> **Passage shown**
Film & Family–Woman As Provider, Men As Parasites


In 2014, Joshy Joseph directed a long documentary called A Poet, A City & A Footballer which won him the Special Jury Prize at the national awards. The film is about juxtapositions, like night and day, abundant life and impending death, energy amidst decay, and silence that shouts to be heard. The film is a meditation on death, but it is also a celebration of life. It has a dramatis personae of at least three, possibly four, not to mention the innumerable incidental presences that flit in and flit out.

Heading the list of attractions is a dying filmmaker who was in his youth a promising poet. Goutam Sen, in his mid-forties, had to leave this world of many deceptions in the prime of his life and career. Sandwiched between Sen and Pradip Kumar Banerjee, better known as ‘PK’, the irrepressible footballer who was nothing less than an icon to thousands of lovers of the game spanning decades and generations, is the city of Calcutta.


A Poet, A City & A Footballer (video, colour/b&w, 105 minutes, 2014) is divided into four chapters of unequal length and consists of diverse subjects united by a pulsating urge to divine life – truthful, hence beautiful – even in dark, rotting corners and crevices. The first frames of the first chapter show Goutam in his hospital room. He is looking out of the window at an ancient, disintegrating building sprouting weeds of time. The view makes Sen say that buildings such as this give him a sense of melancholy; make him feel sad. Immediately after, the film cuts to a group of noisy children running to their seats in their classroom housed in the same building.

Although Goutam’s former companion of several years – a well-known Bengali actress– is not included in the title of the film, she adds meaning and density to the film. The first we see her is when she is reciting a poem by Goutam, written decades earlier when he was a promising poet, a student of Jadavpur University where he studied Bengali literature, and was in the same class as the woman, the actress of years to come. Later, they decided to live together. It was then that she came to know him better in some ways that did not show him in a favourable light. She recites the poem twice, once seemingly in a hurry as if to get over with it, but the director asks her whether she could do it all over again, slower, toned down. She does it, and she sounds better, more effective this time.

> **Exercise objective**
Reproduce word for word the part of the article on the documentary that opens with the words containing "A Poet, A City & A Footballer (video, colour/b&w, 105" and closes with "the same building.". Work from the article on the documentary and nothing else.

Stored data entries

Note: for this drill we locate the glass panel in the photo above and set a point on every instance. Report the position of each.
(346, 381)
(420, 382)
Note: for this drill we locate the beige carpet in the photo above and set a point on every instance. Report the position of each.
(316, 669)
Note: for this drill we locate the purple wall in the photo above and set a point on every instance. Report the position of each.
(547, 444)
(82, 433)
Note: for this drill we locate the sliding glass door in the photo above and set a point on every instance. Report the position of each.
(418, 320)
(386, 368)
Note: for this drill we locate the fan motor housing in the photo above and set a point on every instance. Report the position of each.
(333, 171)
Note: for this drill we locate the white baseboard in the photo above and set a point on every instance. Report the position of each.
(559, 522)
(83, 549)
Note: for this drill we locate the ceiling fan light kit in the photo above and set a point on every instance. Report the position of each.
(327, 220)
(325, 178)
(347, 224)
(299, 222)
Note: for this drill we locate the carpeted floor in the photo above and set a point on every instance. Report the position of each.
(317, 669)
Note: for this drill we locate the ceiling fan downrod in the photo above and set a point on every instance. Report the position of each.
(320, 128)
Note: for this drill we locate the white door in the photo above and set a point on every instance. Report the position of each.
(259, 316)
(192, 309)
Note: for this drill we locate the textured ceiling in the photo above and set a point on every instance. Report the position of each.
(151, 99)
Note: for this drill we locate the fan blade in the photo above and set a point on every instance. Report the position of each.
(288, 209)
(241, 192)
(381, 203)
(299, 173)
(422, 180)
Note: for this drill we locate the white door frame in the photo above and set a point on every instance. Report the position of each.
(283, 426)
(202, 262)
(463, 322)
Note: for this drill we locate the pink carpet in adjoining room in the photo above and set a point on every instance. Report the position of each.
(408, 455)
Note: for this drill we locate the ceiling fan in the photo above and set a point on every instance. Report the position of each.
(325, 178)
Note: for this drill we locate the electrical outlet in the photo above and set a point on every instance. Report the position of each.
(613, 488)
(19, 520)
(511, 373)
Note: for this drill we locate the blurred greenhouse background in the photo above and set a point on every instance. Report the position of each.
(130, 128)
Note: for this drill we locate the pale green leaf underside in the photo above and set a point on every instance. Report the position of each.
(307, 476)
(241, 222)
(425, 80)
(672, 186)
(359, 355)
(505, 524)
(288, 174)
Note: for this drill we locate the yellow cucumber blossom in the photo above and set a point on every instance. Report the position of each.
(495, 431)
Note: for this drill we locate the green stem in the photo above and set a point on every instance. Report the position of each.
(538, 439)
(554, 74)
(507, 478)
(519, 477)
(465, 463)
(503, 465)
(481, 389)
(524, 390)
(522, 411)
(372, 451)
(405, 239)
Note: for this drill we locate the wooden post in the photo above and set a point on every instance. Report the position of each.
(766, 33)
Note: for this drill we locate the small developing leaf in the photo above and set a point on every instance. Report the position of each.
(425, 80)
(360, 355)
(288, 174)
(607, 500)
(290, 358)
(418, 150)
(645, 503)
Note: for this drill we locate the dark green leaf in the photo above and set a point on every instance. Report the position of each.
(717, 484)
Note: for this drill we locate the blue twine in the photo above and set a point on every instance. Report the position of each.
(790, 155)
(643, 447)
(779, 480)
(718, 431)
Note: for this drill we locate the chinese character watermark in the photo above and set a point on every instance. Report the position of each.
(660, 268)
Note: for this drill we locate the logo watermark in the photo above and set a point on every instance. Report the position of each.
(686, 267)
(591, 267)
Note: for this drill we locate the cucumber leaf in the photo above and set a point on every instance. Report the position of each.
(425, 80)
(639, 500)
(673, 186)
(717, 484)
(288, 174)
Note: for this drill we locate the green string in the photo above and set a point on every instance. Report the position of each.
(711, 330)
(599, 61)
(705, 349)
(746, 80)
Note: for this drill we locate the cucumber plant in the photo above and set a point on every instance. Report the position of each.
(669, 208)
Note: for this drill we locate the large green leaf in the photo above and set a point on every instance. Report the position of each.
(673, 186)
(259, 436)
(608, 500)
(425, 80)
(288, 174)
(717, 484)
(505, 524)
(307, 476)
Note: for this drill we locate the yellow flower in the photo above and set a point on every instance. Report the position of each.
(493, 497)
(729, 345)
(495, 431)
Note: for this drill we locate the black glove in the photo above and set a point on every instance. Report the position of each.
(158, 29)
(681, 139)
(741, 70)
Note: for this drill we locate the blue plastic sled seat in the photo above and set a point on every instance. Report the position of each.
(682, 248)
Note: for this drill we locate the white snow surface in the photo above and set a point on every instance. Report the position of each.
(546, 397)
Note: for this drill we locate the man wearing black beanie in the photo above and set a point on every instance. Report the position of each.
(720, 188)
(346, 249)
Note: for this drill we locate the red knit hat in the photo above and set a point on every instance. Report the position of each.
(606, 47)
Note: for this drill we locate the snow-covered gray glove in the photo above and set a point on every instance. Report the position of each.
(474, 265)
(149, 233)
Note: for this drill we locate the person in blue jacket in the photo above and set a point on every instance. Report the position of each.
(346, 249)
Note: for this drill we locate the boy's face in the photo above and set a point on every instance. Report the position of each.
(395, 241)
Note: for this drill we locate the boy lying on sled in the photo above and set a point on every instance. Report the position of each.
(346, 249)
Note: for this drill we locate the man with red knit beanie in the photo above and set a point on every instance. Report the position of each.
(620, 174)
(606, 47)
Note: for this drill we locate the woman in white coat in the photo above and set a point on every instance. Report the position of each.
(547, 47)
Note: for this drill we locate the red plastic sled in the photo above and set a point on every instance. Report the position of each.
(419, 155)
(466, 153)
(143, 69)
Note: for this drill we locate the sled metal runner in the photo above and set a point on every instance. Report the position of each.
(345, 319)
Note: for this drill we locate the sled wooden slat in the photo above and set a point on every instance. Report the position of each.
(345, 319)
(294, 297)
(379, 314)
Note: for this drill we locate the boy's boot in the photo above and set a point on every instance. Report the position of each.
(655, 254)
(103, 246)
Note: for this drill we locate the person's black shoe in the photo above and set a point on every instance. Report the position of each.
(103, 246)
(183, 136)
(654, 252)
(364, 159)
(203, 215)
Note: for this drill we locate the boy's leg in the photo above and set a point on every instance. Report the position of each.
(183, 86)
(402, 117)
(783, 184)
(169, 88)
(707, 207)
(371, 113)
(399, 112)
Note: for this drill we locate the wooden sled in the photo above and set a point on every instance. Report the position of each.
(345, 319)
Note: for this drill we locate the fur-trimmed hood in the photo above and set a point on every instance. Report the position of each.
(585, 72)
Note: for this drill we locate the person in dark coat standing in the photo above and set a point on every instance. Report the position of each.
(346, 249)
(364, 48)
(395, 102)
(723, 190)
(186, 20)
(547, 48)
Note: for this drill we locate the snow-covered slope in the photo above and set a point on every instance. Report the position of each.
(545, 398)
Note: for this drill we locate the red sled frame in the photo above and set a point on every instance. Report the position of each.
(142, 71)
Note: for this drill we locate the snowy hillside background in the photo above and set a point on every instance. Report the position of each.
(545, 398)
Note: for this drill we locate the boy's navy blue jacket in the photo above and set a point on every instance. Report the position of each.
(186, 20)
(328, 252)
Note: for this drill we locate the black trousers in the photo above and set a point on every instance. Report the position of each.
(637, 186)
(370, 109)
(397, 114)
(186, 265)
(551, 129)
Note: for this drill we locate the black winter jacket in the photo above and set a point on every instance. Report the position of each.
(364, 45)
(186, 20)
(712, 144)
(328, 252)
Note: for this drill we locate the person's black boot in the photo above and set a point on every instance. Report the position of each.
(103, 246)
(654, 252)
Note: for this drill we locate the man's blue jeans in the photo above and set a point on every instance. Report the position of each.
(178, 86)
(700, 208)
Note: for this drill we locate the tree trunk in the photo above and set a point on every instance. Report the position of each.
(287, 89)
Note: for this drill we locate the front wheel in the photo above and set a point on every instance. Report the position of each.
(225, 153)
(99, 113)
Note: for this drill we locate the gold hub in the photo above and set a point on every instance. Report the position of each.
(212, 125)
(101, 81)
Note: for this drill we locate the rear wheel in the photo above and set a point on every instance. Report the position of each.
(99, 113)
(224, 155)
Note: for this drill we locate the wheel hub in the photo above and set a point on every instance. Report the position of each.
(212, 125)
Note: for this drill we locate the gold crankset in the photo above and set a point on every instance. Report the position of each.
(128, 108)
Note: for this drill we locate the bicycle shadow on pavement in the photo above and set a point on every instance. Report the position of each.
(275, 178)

> **Result of the exercise**
A Poet, A City & A Footballer (video, colour/b&w, 105 minutes, 2014) is divided into four chapters of unequal length and consists of diverse subjects united by a pulsating urge to divine life – truthful, hence beautiful – even in dark, rotting corners and crevices. The first frames of the first chapter show Goutam in his hospital room. He is looking out of the window at an ancient, disintegrating building sprouting weeds of time. The view makes Sen say that buildings such as this give him a sense of melancholy; make him feel sad. Immediately after, the film cuts to a group of noisy children running to their seats in their classroom housed in the same building.